BREVE QUESITO 1 – Secondo il testo di riferimento, in quale anno David Einhorn vendette allo scoperto azioni Lehman Brothers?
BREVE QUESITO 2 – Elenchi tutti i titoli che il testo di riferimento indica come esempi di "growth stocks".
BREVE QUESITO 3 – Trascriva dal testo di riferimento l'intero passo compreso tra "Esistono ancora dei" e "dollari in gestione.", senza alcuna modifica.

TESTO DI RIFERIMENTO –
##########

HA ANCORA SENSO LA RICERCA DEL VALORE NELL’INVESTIMENTO AZIONARIO? FORSE SOLO NEL SETTORE DELLA ROBOTICA

Esistono ancora dei paradigmi per la selezione delle azioni sulle quali investire in una logica di lungo periodo? Se lo chiede nella sua lettera agli investitori uno dei più famosi gestori di hedge funds d’America, David Einhorn, principal della Greenlight Capital, società di investimenti con circa dieci miliardi di dollari in gestione.
Famosissimo campione di poker e arcinoto tra l’altro per aver venduto allo scoperto azioni Lehman Brothers nel 2007, Einhorn è stato sino ad oggi anche un fiero paladino della strategia del cosiddetto “value investing”. Famosa è stata altresì la sua battaglia del 2015 contro l’hydraulic fracturing (o “fracking”) nell’estrazione del petrolio, asserendo che un business che non ha vere barriere all’entrata della concorrenza e al tempo stesso non cresce e non genera cassa, in realtà non vale niente. I tempi gli hanno più volte dato ragione nella sua ricerca di una razionalità che alla fine riesca a prevalere.

VALUE STOCKS CONTRO GROWTH STOCKS
La questione della ricerca del valore nelle azioni quotate è quantomai attuale, sia perché tra i più noti paladini di questa scuola è uno degli investitori più ricchi al mondo (il miliardario Warren Buffet) e poi per il fatto che da diversi mesi oramai la borsa americana ha soprattutto premiato le azioni con il maggior potenziale di sviluppo (le cosiddette “growth stocks”) che in termini concettuali rappresentano spesso la negazione della strategia di investimento nelle “value stocks”. Le azioni “value” troppo spesso esercitano un fascino irresistibile: bassi moltiplicatori del reddito, elevata generazione di cassa, decisa conservativitá nella loro conduzione manageriale sono solo alcuni tra i fattori che le pongono in primo piano tra gli investitori tradizionali.
Tra le growth stocks troviamo invece tipicamente titoli estremamente nuovi e fortemente sopravvalutati, quali Amazon, Netflix, Facebook e Paypal. Per converso tra le value stocks troviamo invece titoli emessi da aziende decisamente più legate all’economia reale, come McDonald, AT&T, Stanley Black&Decker, IBM. Le prime sono spesso valutate dalla borsa per centinaia di volte gli utili attesi, ma sicuramente mostrano -per tecnologia o per la particolare innovatività della formula imprenditoriale, le maggiori potenzialità di sviluppo nel futuro. Le seconde rappresentano una logica più difensiva, basata più sui valori fondamentali che non sulla scia del consenso di mercato, ma ovviamente in una situazione di crescita quasi indiscriminata dei listini le quotazioni delle “value stocks” corrono molto meno delle altre.
È GIUNTO IL MOMENTO DI RIVALUTARE L’ECONOMIA REALE?

##########

MATERIALE FORNITO –
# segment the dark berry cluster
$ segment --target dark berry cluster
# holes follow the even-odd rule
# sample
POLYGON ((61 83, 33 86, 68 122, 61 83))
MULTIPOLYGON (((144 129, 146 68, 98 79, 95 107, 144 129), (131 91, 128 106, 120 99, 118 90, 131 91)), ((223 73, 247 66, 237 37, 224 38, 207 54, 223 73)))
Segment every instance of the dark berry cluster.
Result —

##########

RISPOSTA CORRETTA 1 – Nel 2007.

RISPOSTA CORRETTA 2 – Amazon, Netflix, Facebook, Paypal

RISPOSTA CORRETTA 3 –
Esistono ancora dei paradigmi per la selezione delle azioni sulle quali investire in una logica di lungo periodo? Se lo chiede nella sua lettera agli investitori uno dei più famosi gestori di hedge funds d’America, David Einhorn, principal della Greenlight Capital, società di investimenti con circa dieci miliardi di dollari in gestione.